▶ **GOAL**
Filter the records below and copy out every line that contains the string "sign".

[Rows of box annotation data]
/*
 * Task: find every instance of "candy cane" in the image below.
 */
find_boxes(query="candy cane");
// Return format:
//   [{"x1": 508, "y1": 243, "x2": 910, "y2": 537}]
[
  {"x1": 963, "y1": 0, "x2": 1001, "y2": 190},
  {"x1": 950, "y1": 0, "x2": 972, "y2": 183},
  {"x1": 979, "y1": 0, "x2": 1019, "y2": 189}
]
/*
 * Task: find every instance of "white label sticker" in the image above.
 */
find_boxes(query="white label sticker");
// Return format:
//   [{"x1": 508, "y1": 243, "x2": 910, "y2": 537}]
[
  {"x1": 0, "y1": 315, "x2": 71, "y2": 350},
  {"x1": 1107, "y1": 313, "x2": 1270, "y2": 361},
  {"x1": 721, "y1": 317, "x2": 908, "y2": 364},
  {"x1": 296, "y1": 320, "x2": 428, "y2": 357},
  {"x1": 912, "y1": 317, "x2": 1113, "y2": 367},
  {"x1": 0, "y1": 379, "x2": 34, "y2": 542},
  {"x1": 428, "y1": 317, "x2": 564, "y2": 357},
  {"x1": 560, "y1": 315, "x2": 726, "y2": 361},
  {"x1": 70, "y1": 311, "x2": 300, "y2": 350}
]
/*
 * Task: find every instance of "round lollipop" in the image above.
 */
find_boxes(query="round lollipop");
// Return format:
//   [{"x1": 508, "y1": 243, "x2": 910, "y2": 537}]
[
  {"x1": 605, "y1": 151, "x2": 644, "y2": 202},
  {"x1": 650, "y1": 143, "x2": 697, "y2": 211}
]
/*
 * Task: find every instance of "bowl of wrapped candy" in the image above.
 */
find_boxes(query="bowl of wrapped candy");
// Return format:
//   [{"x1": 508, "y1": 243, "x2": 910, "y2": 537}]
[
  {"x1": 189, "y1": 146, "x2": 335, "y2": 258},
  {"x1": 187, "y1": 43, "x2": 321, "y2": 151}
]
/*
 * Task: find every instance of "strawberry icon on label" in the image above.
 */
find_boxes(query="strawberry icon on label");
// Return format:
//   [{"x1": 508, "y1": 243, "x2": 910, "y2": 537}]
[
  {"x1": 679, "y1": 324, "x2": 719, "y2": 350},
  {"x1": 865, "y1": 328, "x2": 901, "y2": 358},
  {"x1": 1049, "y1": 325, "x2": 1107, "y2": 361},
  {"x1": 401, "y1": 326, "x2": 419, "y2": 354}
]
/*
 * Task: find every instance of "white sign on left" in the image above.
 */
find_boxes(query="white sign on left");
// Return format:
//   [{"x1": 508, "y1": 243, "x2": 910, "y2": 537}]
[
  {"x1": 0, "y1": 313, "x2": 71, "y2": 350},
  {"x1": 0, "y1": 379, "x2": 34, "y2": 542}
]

▶ **ANSWER BELOW**
 * Task: find every instance of "white sign on left" in the image above.
find_boxes(query="white sign on left");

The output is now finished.